Extract the complete data exactly as given.

Record excerpts
┌──

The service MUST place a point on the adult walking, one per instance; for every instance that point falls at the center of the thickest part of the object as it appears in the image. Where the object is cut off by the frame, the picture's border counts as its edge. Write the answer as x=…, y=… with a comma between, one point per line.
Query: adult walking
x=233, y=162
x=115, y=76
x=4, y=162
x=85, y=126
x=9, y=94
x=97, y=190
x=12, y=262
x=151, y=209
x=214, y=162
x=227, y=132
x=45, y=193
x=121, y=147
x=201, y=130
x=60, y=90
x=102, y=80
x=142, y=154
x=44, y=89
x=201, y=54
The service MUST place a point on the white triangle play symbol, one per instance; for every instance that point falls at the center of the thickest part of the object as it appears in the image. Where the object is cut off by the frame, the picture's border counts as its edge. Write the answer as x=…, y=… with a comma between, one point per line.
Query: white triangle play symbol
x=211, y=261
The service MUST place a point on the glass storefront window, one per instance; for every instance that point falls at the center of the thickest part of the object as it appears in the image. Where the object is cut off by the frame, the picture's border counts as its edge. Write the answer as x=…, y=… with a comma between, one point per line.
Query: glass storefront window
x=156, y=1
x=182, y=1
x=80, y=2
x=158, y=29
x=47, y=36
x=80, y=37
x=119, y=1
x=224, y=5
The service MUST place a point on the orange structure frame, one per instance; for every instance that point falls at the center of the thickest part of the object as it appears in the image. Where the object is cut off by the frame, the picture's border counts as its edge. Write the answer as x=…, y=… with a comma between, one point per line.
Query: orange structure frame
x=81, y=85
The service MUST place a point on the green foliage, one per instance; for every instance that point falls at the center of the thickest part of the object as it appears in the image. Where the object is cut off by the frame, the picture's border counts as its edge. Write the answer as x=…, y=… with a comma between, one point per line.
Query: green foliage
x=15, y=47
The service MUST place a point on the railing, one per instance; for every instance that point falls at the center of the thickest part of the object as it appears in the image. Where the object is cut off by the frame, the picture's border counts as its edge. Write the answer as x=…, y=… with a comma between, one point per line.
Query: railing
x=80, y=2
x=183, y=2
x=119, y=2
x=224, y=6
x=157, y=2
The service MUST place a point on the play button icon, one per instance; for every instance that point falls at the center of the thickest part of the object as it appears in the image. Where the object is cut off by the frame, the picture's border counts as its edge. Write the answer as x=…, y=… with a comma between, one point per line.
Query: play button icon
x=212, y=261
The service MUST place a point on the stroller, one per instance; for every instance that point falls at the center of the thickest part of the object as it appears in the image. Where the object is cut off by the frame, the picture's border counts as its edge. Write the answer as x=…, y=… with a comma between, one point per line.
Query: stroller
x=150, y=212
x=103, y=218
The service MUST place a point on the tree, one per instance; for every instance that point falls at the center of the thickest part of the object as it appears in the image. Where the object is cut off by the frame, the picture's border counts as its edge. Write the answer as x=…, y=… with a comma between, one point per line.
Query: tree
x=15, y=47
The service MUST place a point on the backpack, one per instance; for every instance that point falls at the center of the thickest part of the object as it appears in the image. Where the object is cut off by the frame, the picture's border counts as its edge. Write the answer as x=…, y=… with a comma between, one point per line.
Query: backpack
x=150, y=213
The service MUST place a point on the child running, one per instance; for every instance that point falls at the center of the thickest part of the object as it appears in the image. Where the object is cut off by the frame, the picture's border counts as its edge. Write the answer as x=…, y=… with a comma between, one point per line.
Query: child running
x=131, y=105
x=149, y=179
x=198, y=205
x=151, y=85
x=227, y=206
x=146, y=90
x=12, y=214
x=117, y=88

└──

Final result
The service MUST place a point on the adult walking, one per instance; for every instance that point falls at the center of the thickest part of the object as it appears in the image. Where the object is cut off by the frame, the picture's border counts as its edge. Write the answer as x=…, y=… with a comma between, one point per line.
Query: adult walking
x=233, y=162
x=115, y=76
x=4, y=162
x=85, y=126
x=9, y=94
x=97, y=190
x=12, y=262
x=151, y=209
x=214, y=162
x=227, y=132
x=45, y=193
x=121, y=147
x=201, y=130
x=60, y=90
x=102, y=80
x=142, y=154
x=44, y=89
x=201, y=54
The service MUST place a point on the white triangle play symbol, one per instance; for every instance that point falls at the center of the thickest part of the object as it appears in the image. Where the object is cut off by the frame, the picture's border counts as its edge. Write the answer as x=…, y=… with a comma between, one point per line.
Query: white triangle play symbol
x=211, y=261
The service MUST place a point on the glass storefront window, one per instance; for every instance that point falls at the center of the thickest part of the object as it appears in the image. Where the object is cut off by the frame, the picture's border counts as its edge. Write the answer as x=…, y=… with a comma between, one point per line.
Query: glass storefront window
x=156, y=1
x=182, y=1
x=80, y=2
x=158, y=29
x=47, y=36
x=80, y=37
x=119, y=1
x=224, y=5
The service MUST place a point on the orange structure frame, one per instance; for every instance that point falls at the center of the thickest part of the object as it appears in the image. Where the object is cut off by the frame, the picture's border counts as its edge. Write the answer as x=…, y=… with a comma between, one point per line.
Query: orange structure frame
x=81, y=85
The service MUST place a point on the green foliage, one per instance; for every instance that point falls at the center of the thickest part of the object as it appears in the image. Where the object is cut off by the frame, the picture's border counts as its edge. Write the answer as x=…, y=… with a comma between, one point per line.
Query: green foliage
x=15, y=47
The service MUST place a point on the railing, one per instance; for every instance that point falls at the center of the thickest part of the object as it appears in the image. Where the object is cut off by the frame, the picture's border counts as its edge. Write the answer as x=…, y=… with a comma between, one point per line.
Query: railing
x=80, y=2
x=183, y=2
x=119, y=2
x=224, y=6
x=157, y=2
The service MUST place a point on the play button icon, one per instance; for every instance that point falls at the center of the thickest part of the object as it appears in the image. Where the object is cut off by the frame, the picture's border counts as its edge. Write the answer as x=…, y=… with a comma between, one point per line.
Query: play button icon
x=212, y=261
The service MUST place a point on the stroller, one per instance; for every instance that point falls at the center of the thickest part of the object as it appears in the image. Where the object is cut off by the frame, the picture's border counts as its edge. Write the answer as x=…, y=… with a comma between, one point per line.
Query: stroller
x=150, y=212
x=103, y=218
The service MUST place a point on the tree, one per instance; for every instance that point falls at the center of the thickest part of the object as it appears in the image. Where the object is cut off by the frame, the picture's border counts as its edge. Write the answer as x=…, y=… with a comma between, one point per line.
Query: tree
x=15, y=47
The service MUST place a point on the backpack, one per instance; for every instance that point falls at the center of the thickest part of the object as it appears in the image. Where the object is cut off by the frame, the picture's border counts as its edge. Write the answer as x=…, y=… with a comma between, one point per line.
Query: backpack
x=150, y=213
The service MUST place a point on the child running, one per instance; for every instance that point falls at the center of the thickest part of the object as it appears in the image. Where the object is cut off by the frame, the picture's border counts as its edge. Write the answer as x=…, y=… with a comma between, one point per line.
Query: child running
x=131, y=105
x=149, y=179
x=198, y=205
x=151, y=85
x=227, y=206
x=146, y=90
x=12, y=214
x=117, y=88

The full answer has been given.